PROVIDED TEXT:

▽

While ICA's concessions business largely covers transport and water assets, its construction business covers a wider range of sectors, including power. It has won two large hydroelectric projects – El Cajon and La Yesca – which involve construction of an hydro plant and its transfer to Mexico's state electricity company, the Comision Federal de Electricidad, at completion. Lenders to these projects take on a little construction risk, as well as payment risk, though the returns on such dollar loans can be lucrative.

West LB financed ICA's El Cajon 750MW hydroelectric project in early 2004, and will also finance the forthcoming La Yesca hydro deal, which is similar in size and structure to the 2001 deal.

The El Cajon project was the subject of bond and bank debt totalling $742 million. Beforehand, ICA raised a $100 million bridge financing from WestLB, which De la Concha refers to, and not for the first time, as "the bridge to hell". Market sources suggested that WestLB would pay a heavy price for being so aggressive in support of ICA, but De la Concha sees the move as innovative. Nevertheless, Citigroup co-led arranged a $230 million bond piece, which was required to supplement bank appetite for the loan.

De la Concha says that on the El Cajon bonds, ICA took all the construction risk, because, unlike banks, bonds do not allow a staggered disbursement. "Bond investors are shy on financing and taking construction risk," he says, "banks have flexibility to put finance behind construction and disburse while you build as opposed to disbursing at once before construction starts. Capital markets are better for brownfield projects than for greenfield, because the construction risk is reduced".

The bid for La Yesca, the follow-up, includes a construction cost of $758 million, and involves the construction of a 750MW dam 105km north of Guadalajara. There is an option from the Inter-American Development Bank to cover 25% of the cost of the project with either an A-loan or a partial guarantee, but whether WestLB will take advantage of it has yet to be determined. If the loan allows lenders to increase their exposure to ICA, it might make sense.

Adolfo Rogel, a project manager with ICA, was responsible for both projects. He describes the second as an almost exact replica of the first, and says that the similarities, and the experience of the first project, allowed it to build competitively. La Yesca should close later this year, while the El Cajon project was turned over to the CFE on 10 September.

△

THINGS TO DO:
1. In the passage on ICA's hydroelectric projects, what was the total amount of bond and bank debt raised for the El Cajon project?
2. Using the passage on ICA's hydroelectric projects, explain in one to three sentences why ICA took all the construction risk on the El Cajon bonds.
3. Revise the passage on ICA's hydroelectric projects from "While ICA's concessions" up to and including "can be lucrative.", replacing "lucrative" with "attractive".
The records are not required for any of this work.

Point localization data:

▽

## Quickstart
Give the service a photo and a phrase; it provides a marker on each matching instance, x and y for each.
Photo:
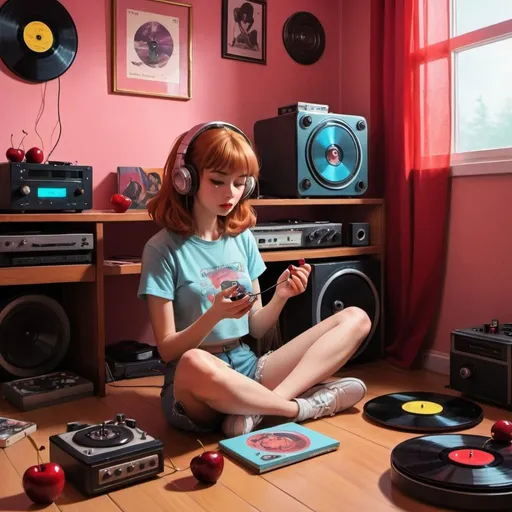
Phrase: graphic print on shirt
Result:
(213, 277)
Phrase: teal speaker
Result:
(312, 154)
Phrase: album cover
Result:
(13, 430)
(271, 448)
(139, 184)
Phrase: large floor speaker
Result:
(311, 154)
(34, 335)
(334, 286)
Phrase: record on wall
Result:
(304, 37)
(38, 39)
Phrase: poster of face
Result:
(244, 30)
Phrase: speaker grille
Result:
(345, 288)
(34, 335)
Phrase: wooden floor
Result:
(355, 477)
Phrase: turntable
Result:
(108, 456)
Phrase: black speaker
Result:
(34, 332)
(356, 234)
(312, 154)
(334, 286)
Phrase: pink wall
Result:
(478, 282)
(107, 130)
(478, 273)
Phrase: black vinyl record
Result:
(455, 471)
(433, 460)
(423, 412)
(304, 37)
(38, 39)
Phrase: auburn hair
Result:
(220, 149)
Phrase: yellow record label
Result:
(38, 36)
(422, 407)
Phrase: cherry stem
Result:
(39, 458)
(25, 134)
(176, 468)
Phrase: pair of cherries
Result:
(502, 431)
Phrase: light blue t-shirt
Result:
(189, 271)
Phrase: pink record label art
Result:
(279, 442)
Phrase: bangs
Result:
(231, 154)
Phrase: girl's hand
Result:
(224, 307)
(297, 282)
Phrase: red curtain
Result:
(414, 97)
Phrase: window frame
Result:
(478, 162)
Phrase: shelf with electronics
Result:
(83, 284)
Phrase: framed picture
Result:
(152, 48)
(244, 30)
(140, 184)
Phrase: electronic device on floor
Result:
(28, 187)
(107, 456)
(130, 359)
(457, 471)
(481, 362)
(296, 233)
(50, 389)
(29, 248)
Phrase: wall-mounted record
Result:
(304, 37)
(38, 39)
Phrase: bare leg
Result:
(315, 354)
(206, 386)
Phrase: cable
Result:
(59, 122)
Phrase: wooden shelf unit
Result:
(83, 293)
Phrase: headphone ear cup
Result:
(184, 180)
(250, 185)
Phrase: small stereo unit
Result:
(28, 187)
(38, 248)
(290, 234)
(481, 363)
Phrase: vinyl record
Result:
(456, 461)
(304, 37)
(455, 471)
(333, 153)
(38, 39)
(423, 412)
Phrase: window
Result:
(481, 46)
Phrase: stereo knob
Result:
(465, 373)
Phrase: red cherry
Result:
(34, 156)
(502, 430)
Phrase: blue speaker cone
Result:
(334, 154)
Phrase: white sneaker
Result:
(330, 398)
(237, 425)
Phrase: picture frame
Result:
(152, 48)
(244, 30)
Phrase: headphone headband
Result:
(184, 176)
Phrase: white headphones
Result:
(185, 177)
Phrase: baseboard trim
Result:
(437, 362)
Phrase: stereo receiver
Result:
(45, 187)
(290, 234)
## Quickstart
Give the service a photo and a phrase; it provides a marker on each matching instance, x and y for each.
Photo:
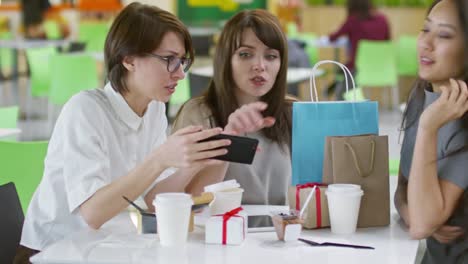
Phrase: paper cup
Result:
(343, 206)
(288, 225)
(226, 200)
(173, 216)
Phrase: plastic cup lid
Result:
(173, 199)
(344, 187)
(231, 184)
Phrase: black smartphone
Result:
(241, 150)
(260, 223)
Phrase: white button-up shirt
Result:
(97, 139)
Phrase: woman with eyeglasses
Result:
(247, 96)
(111, 142)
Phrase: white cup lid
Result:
(344, 187)
(222, 186)
(173, 199)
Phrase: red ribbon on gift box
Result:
(318, 202)
(226, 216)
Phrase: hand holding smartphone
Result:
(241, 150)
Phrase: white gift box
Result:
(236, 229)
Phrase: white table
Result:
(6, 132)
(392, 245)
(294, 75)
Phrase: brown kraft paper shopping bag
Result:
(316, 215)
(361, 160)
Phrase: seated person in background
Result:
(111, 142)
(33, 13)
(362, 22)
(247, 97)
(431, 196)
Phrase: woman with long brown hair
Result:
(431, 196)
(247, 96)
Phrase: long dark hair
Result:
(138, 30)
(220, 96)
(415, 103)
(359, 8)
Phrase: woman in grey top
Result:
(247, 97)
(431, 196)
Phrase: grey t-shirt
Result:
(451, 167)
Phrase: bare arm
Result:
(107, 201)
(181, 150)
(177, 182)
(431, 201)
(401, 199)
(207, 176)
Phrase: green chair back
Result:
(407, 56)
(52, 29)
(71, 73)
(6, 54)
(376, 64)
(23, 164)
(39, 66)
(94, 35)
(311, 49)
(182, 92)
(291, 29)
(9, 116)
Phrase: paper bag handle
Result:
(313, 85)
(356, 163)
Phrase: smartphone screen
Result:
(260, 223)
(241, 150)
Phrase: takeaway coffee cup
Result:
(173, 214)
(344, 201)
(227, 196)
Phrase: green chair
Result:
(6, 55)
(39, 66)
(407, 56)
(13, 159)
(39, 80)
(394, 166)
(376, 67)
(9, 116)
(93, 34)
(52, 29)
(71, 73)
(311, 49)
(182, 92)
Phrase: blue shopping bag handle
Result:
(313, 85)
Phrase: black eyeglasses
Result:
(173, 62)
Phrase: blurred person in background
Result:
(363, 21)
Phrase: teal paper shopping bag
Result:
(314, 121)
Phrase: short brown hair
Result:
(136, 31)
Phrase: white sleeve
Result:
(86, 165)
(159, 141)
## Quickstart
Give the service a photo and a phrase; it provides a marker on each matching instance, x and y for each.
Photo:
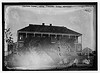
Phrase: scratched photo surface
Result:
(50, 37)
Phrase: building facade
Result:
(63, 37)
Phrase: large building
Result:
(64, 37)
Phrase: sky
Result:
(77, 18)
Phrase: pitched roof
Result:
(48, 29)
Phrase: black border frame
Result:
(48, 3)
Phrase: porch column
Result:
(26, 35)
(34, 34)
(69, 36)
(81, 40)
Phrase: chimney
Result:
(43, 24)
(50, 24)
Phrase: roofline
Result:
(50, 33)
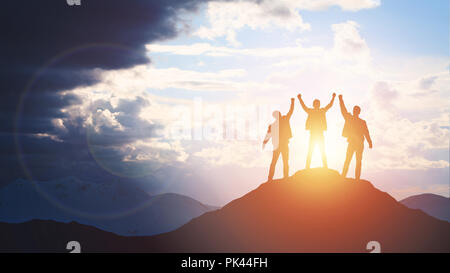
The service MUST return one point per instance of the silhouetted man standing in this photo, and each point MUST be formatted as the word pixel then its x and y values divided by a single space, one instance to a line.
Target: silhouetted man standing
pixel 316 123
pixel 280 132
pixel 355 130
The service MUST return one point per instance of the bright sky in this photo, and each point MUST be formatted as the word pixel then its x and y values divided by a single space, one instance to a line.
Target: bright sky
pixel 235 63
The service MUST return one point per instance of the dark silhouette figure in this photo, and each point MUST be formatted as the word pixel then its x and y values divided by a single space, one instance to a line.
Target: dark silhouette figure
pixel 355 130
pixel 280 132
pixel 316 123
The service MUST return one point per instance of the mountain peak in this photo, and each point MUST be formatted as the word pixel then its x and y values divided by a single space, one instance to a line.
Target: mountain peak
pixel 315 210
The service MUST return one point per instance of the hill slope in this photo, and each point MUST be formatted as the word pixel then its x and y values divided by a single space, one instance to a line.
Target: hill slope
pixel 313 211
pixel 112 206
pixel 432 204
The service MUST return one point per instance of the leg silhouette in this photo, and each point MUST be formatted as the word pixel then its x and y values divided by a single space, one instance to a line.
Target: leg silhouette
pixel 348 158
pixel 358 163
pixel 285 156
pixel 310 151
pixel 322 150
pixel 275 156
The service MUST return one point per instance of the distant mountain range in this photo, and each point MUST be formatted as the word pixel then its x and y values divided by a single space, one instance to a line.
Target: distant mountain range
pixel 313 211
pixel 111 206
pixel 435 205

△

RESPONSES IN ORDER:
1. $742 million.

2. ICA took all the construction risk because, unlike banks, bonds do not allow a staggered disbursement. Banks can disburse while construction proceeds, whereas bond funds are disbursed all at once before construction starts, and bond investors are reluctant to take construction risk.

3.
While ICA's concessions business largely covers transport and water assets, its construction business covers a wider range of sectors, including power. It has won two large hydroelectric projects – El Cajon and La Yesca – which involve construction of an hydro plant and its transfer to Mexico's state electricity company, the Comision Federal de Electricidad, at completion. Lenders to these projects take on a little construction risk, as well as payment risk, though the returns on such dollar loans can be attractive.